===== Data =====

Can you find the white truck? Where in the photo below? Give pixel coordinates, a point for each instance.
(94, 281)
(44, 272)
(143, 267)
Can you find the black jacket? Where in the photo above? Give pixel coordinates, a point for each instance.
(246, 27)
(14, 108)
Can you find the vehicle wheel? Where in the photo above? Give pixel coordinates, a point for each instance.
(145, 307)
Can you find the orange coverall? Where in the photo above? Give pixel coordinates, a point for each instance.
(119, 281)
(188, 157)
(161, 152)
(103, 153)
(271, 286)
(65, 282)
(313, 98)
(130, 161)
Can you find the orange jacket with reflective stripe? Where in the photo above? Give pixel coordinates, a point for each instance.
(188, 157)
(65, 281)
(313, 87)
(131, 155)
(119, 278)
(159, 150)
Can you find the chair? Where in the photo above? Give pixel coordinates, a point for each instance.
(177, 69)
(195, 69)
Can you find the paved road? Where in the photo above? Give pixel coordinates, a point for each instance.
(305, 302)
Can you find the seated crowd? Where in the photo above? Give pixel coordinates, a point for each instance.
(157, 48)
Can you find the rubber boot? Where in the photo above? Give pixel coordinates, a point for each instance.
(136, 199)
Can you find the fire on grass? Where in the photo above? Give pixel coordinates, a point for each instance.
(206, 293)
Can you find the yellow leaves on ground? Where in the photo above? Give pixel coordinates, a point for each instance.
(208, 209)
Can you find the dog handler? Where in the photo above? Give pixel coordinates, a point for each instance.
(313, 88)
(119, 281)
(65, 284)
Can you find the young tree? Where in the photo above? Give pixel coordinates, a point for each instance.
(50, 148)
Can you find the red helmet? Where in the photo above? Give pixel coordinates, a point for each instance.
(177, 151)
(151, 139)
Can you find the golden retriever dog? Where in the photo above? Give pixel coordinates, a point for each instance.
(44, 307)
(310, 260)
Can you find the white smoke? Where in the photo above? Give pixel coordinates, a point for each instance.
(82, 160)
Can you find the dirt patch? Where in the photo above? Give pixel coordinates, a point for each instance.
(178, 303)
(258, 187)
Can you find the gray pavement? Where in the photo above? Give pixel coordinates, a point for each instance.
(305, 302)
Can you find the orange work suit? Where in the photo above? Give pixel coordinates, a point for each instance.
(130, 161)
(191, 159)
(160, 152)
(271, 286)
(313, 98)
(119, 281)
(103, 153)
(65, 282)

=====

Without changing a single word, reproduce the entries above.

> _Exercise solution_
Can you find the white truck? Where in the photo below? Give pixel coordinates, a point for each instance.
(94, 281)
(44, 272)
(143, 267)
Can you find the black jacket? Where in the photo above? Give pixel coordinates, a point for each instance.
(246, 27)
(14, 108)
Can you find the vehicle wheel? Where in the photo above? Give pixel coordinates, a point for each instance.
(145, 307)
Can you find the orange coverall? Where in the photo above? Give pixel coordinates, a point for each instance.
(119, 281)
(188, 157)
(161, 152)
(103, 153)
(271, 286)
(65, 282)
(313, 98)
(130, 161)
Can you find the orange jacket with reflective stripe? Where in the photo above? Give pixel coordinates, a point for each instance.
(188, 157)
(65, 281)
(313, 87)
(131, 155)
(119, 278)
(159, 150)
Can you find the chair? Where in the photo above? Give pixel coordinates, a point for each instance.
(177, 69)
(195, 69)
Can you find the paved road? Where in the photo above? Give pixel coordinates, a point for each instance.
(305, 302)
Can you find the seated crowd? Where in the photo above? Give pixel coordinates, a point for each instance.
(157, 48)
Can you find the rubber boot? Where in the photo above? Give pixel coordinates, a point for each instance.
(136, 199)
Can you find the fire on grass? Where in the photo above? Give pixel coordinates, a point for each instance.
(206, 293)
Can you find the yellow leaves on ground? Where in the photo above? Give pixel coordinates, a point for each instance.
(208, 209)
Can you find the dog handler? Where in the photo above? Give pixel coordinates, a point for each instance.
(313, 88)
(119, 281)
(65, 284)
Can you find the young tree? Where in the photo above? Give pixel coordinates, a point for each instance.
(50, 148)
Can you find the red helmet? Where in the photo above? Give pixel coordinates, a point for each instance.
(177, 151)
(151, 139)
Can you find the golden retriever dog? Where in the photo above? Give pixel coordinates, a point for each instance.
(44, 307)
(310, 260)
Can you find the white smoke? Where in the photo above? Give pixel coordinates, a point for each instance.
(82, 160)
Can you find the dirt patch? Where in the photo above? Give pixel coordinates, a point for each instance.
(178, 303)
(258, 187)
Can you find the gray pavement? Where in the photo above? Give pixel coordinates, a point for each instance.
(305, 302)
Can you find the orange work suit? Where in the photo above? Give pixel coordinates, a point for each instance.
(130, 161)
(191, 159)
(160, 152)
(271, 286)
(313, 98)
(119, 281)
(103, 153)
(65, 282)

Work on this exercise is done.